Exercise instructions: Print this span of the material below exactly: the line with "Detect mirror reflection.", the line with "Detect drawer pull", and every line between them, but nothing else.

Information provided:
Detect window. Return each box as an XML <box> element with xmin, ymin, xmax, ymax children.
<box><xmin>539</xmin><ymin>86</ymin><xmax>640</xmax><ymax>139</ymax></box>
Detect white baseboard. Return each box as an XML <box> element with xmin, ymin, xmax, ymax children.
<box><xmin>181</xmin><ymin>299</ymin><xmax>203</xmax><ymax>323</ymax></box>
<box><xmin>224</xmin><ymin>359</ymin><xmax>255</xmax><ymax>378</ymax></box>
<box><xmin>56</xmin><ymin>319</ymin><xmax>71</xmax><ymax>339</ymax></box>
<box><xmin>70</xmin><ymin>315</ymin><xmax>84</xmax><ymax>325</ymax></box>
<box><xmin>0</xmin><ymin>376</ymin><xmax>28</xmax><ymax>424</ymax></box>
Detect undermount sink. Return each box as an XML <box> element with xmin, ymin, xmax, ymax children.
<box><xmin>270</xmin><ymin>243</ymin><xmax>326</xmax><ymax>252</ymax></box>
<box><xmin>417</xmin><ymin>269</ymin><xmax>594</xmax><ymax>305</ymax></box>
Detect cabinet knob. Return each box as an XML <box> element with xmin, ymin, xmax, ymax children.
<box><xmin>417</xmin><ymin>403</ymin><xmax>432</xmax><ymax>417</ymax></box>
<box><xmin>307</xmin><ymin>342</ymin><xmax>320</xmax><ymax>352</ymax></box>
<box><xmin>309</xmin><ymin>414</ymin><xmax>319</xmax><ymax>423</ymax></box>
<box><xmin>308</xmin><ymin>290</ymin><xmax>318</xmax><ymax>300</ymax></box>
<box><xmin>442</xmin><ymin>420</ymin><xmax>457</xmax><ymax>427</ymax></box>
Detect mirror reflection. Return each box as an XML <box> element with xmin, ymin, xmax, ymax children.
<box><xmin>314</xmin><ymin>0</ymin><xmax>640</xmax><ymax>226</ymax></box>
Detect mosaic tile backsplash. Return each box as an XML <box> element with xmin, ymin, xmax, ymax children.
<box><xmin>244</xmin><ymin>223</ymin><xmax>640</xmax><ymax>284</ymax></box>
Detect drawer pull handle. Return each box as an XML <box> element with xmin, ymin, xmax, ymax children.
---
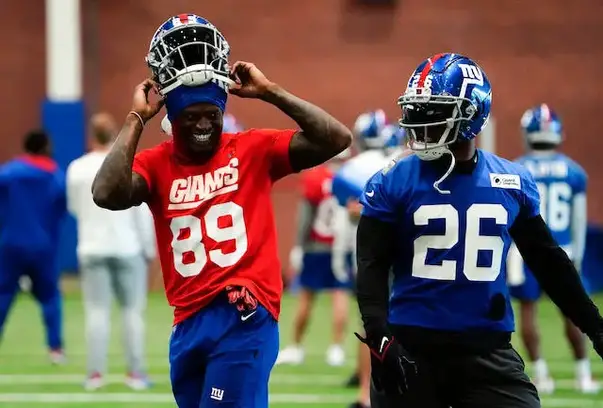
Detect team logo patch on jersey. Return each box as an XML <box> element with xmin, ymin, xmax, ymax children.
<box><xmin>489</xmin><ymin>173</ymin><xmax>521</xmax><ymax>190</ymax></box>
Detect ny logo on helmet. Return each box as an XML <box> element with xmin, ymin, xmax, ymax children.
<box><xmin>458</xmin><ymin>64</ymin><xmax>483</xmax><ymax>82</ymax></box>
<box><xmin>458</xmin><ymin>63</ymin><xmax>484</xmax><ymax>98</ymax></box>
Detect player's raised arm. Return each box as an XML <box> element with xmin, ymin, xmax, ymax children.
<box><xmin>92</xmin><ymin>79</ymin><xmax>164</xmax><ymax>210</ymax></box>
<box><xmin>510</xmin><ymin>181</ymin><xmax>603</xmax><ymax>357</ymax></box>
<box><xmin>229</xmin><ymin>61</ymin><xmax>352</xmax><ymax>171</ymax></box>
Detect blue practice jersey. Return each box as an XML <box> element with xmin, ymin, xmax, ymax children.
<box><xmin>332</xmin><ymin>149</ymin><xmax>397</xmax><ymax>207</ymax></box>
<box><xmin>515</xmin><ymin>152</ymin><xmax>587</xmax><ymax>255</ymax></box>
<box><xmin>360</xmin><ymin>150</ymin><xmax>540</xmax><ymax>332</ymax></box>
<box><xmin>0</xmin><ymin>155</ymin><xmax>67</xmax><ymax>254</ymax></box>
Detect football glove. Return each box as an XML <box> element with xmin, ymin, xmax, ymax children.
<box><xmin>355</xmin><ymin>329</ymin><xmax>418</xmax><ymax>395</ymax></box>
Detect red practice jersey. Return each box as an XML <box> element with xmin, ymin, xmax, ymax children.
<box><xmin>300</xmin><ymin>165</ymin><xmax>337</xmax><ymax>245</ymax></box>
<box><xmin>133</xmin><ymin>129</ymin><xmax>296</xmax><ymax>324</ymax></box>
==
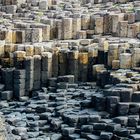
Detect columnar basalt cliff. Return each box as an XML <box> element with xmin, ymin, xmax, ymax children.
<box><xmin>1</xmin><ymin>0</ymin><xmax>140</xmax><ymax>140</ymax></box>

Answer box:
Detect mirror reflection. Return each box as an XML <box> element with xmin, ymin, xmax, ymax children.
<box><xmin>314</xmin><ymin>0</ymin><xmax>640</xmax><ymax>226</ymax></box>
Detect mosaic tile backsplash. Return each box as an XML <box> element with xmin, ymin, xmax, ymax children.
<box><xmin>244</xmin><ymin>223</ymin><xmax>640</xmax><ymax>284</ymax></box>
Detect drawer pull handle. Return each box as an XML <box> element with xmin, ymin, xmax, ymax children.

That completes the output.